### How to complete this task
Scan the records for the word "beige". Copy each line that includes it.

^^^^^^^^^^^^^^^^

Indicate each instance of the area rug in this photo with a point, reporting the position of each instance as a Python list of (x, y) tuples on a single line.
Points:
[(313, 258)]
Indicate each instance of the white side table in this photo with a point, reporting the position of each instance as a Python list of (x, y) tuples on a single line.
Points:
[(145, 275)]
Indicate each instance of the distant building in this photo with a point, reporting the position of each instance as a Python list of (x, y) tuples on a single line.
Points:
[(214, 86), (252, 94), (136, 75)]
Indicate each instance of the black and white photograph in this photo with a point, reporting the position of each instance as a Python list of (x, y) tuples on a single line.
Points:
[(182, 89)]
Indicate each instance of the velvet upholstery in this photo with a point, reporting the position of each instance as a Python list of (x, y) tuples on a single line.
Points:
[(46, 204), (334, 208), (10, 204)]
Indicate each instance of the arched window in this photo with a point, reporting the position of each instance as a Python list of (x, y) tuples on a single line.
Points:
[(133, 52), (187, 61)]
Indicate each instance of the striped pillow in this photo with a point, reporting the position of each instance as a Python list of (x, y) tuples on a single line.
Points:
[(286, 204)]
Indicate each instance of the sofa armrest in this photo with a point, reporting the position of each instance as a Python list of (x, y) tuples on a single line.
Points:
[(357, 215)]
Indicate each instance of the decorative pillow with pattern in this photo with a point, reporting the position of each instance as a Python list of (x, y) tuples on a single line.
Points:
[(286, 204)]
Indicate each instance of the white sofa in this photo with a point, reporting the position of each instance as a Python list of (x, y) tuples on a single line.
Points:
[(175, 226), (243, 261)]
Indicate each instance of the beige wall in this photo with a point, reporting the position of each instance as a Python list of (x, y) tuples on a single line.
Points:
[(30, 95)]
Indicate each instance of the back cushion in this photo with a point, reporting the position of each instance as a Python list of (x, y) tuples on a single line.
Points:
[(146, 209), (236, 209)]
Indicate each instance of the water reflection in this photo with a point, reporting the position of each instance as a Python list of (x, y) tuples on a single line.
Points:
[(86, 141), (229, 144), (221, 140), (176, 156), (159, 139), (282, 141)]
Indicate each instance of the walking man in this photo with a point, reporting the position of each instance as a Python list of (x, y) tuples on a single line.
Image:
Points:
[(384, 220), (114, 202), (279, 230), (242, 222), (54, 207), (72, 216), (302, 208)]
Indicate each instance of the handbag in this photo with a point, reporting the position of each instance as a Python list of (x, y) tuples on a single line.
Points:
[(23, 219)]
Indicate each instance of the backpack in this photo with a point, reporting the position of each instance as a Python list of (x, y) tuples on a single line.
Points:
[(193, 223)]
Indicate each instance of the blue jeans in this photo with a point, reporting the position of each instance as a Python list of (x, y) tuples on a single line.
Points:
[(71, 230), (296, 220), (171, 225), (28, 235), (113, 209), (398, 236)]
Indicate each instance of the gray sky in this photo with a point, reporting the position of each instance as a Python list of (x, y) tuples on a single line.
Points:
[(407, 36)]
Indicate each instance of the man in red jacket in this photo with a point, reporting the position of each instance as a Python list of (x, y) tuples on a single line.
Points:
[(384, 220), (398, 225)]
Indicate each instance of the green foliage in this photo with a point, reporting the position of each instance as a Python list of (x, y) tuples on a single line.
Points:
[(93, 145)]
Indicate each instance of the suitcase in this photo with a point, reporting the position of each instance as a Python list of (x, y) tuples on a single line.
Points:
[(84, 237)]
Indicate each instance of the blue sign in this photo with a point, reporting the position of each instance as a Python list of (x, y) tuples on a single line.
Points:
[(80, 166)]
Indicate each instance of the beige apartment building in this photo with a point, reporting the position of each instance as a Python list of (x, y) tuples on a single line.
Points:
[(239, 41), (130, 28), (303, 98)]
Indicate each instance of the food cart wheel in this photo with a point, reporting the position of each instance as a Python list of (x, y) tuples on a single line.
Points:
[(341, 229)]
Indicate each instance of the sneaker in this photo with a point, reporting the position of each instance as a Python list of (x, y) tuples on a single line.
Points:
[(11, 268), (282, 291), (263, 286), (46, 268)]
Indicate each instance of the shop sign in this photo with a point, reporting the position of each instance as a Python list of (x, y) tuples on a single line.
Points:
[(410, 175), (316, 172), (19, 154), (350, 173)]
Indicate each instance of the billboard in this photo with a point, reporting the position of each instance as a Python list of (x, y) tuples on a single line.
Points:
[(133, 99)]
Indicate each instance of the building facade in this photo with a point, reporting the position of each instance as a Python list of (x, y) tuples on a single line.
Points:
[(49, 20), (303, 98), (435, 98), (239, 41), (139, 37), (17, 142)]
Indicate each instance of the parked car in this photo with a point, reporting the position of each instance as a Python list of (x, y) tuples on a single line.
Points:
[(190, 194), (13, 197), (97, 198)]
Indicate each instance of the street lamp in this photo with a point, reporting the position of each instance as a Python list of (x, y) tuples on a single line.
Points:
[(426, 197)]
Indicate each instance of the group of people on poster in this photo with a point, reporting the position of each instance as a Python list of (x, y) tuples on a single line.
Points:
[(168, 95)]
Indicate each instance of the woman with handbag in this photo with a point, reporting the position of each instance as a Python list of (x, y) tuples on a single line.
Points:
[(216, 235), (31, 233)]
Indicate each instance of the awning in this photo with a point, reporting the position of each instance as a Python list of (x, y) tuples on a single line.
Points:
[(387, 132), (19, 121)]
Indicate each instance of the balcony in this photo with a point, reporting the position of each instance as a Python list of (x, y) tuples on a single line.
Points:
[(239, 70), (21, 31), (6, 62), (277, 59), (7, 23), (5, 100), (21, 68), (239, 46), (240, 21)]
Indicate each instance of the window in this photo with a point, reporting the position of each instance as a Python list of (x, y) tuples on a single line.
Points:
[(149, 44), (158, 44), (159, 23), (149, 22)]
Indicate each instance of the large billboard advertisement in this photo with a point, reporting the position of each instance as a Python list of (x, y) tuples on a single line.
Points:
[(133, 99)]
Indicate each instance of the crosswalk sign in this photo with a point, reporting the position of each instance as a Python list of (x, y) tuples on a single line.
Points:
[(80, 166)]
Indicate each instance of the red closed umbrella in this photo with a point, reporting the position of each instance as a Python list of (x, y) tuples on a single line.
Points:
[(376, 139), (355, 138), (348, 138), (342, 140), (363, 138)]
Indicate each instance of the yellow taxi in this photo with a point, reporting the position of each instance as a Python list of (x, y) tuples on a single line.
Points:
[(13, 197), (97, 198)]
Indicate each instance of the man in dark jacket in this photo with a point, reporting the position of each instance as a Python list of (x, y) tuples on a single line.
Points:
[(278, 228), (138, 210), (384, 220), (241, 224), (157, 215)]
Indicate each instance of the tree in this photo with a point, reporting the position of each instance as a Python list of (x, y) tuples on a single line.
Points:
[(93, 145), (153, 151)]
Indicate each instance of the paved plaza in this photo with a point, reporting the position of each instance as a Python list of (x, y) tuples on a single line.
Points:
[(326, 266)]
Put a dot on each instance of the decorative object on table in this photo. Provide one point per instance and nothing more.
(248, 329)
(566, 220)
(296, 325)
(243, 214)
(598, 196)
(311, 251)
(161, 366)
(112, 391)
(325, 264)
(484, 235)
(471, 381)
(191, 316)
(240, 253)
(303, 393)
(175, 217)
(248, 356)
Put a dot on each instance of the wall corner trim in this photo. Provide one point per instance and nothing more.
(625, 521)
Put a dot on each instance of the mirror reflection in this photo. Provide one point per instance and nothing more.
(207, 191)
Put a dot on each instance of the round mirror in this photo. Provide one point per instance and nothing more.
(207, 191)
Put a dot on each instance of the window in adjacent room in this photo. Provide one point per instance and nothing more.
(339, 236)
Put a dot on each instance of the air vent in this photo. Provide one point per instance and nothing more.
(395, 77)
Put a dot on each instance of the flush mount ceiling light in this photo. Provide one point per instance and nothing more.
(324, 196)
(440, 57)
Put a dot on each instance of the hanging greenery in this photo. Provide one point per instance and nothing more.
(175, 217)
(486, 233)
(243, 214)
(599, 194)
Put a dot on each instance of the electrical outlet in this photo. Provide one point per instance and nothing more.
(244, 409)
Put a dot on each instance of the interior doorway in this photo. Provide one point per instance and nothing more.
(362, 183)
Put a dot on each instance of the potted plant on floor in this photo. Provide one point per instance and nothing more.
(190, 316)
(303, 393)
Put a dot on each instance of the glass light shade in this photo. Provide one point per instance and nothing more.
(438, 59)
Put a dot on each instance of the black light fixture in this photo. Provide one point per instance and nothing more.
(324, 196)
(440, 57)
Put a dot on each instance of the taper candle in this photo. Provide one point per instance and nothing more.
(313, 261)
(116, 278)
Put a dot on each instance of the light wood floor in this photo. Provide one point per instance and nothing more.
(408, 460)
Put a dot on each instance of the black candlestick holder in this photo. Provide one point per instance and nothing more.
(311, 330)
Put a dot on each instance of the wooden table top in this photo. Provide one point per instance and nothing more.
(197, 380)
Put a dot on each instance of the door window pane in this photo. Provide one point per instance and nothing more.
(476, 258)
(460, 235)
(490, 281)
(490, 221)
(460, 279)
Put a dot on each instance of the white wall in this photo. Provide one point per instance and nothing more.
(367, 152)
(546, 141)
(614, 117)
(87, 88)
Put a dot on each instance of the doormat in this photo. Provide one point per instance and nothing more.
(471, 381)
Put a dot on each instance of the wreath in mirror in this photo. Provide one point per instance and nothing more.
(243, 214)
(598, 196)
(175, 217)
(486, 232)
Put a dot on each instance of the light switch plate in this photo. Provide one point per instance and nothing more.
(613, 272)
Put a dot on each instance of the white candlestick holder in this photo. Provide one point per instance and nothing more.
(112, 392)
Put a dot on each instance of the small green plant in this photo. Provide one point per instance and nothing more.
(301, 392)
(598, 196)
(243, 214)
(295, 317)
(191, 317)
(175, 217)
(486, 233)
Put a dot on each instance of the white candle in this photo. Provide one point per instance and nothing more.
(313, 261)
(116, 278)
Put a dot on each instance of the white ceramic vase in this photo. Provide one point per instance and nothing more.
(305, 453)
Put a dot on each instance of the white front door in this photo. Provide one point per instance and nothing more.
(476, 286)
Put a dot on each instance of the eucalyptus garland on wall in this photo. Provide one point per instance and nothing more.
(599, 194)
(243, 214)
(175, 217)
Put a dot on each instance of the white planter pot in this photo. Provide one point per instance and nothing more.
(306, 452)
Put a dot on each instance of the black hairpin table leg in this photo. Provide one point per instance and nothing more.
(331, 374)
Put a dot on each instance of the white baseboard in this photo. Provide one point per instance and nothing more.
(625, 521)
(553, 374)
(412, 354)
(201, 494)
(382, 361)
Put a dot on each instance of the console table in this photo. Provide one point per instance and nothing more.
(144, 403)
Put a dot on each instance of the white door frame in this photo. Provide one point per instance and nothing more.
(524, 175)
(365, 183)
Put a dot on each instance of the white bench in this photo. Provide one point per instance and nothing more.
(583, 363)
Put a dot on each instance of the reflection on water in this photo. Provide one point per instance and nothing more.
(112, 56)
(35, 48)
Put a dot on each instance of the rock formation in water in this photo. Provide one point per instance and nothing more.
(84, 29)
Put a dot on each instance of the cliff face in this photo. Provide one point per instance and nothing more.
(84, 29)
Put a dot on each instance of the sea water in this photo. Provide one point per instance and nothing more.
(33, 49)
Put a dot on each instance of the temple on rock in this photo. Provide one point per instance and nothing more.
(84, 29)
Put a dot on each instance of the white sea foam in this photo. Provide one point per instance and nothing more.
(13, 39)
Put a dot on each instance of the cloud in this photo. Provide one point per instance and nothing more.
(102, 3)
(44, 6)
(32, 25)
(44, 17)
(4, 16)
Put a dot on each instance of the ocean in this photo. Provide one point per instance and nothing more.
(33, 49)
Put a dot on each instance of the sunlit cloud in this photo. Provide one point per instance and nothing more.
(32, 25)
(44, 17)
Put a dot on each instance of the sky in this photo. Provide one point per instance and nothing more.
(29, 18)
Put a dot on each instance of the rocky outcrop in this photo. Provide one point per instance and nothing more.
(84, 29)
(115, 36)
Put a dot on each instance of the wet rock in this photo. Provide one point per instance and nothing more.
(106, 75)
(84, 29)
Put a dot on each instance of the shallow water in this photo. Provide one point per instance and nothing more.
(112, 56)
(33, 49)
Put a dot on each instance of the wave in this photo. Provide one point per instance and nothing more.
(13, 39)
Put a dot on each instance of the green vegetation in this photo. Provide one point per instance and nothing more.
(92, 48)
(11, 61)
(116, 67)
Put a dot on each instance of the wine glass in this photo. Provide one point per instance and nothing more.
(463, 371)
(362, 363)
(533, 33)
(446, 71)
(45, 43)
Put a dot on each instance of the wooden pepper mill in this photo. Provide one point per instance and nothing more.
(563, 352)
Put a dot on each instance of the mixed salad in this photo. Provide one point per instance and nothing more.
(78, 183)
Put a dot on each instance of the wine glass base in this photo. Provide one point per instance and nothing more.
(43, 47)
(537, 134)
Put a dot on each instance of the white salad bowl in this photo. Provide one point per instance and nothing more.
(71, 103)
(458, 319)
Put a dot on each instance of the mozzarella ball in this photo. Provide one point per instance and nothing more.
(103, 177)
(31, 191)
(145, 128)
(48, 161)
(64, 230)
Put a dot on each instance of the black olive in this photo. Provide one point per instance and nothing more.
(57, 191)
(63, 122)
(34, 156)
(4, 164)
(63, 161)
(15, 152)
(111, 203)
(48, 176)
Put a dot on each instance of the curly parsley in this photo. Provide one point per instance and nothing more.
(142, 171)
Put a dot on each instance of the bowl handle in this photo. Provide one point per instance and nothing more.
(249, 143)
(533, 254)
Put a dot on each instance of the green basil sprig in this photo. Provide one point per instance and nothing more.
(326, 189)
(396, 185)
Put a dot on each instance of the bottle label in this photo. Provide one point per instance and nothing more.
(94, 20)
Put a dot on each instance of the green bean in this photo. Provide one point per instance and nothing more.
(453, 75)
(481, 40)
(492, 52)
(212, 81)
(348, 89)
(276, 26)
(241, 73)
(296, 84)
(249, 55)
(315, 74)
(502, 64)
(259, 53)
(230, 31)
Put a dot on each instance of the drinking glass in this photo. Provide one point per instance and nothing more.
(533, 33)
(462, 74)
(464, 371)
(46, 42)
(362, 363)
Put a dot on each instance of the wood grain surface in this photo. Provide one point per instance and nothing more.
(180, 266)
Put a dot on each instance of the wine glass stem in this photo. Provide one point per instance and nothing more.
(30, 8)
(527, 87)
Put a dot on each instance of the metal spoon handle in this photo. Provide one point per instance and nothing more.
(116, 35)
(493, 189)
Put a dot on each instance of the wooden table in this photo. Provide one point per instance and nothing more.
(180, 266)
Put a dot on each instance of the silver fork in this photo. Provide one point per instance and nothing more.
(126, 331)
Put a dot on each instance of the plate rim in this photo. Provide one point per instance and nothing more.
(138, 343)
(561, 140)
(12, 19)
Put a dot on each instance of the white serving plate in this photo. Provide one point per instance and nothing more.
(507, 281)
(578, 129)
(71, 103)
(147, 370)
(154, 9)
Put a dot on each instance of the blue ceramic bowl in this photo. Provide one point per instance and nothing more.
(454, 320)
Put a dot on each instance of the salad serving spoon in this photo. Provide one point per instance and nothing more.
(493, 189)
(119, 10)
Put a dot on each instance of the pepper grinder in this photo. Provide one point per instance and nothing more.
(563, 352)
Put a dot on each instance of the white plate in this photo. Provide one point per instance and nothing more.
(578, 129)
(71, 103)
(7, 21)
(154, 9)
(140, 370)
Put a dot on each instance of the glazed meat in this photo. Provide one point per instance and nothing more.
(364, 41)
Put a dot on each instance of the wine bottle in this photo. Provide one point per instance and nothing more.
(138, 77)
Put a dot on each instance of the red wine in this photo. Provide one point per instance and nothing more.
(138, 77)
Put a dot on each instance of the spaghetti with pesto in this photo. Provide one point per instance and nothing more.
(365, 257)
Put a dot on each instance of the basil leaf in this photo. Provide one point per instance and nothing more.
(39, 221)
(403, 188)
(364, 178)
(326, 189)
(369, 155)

^^^^^^^^^^^^^^^^

### Solution to this task
Indicate each instance of the beige wall in this photo with a point, reporting the position of each instance as a Python list of (x, y) tuples on a single line.
Indicate each instance of the beige apartment building in this photo with a point, reporting the position of each instance as a Python list of (x, y) tuples on a single line.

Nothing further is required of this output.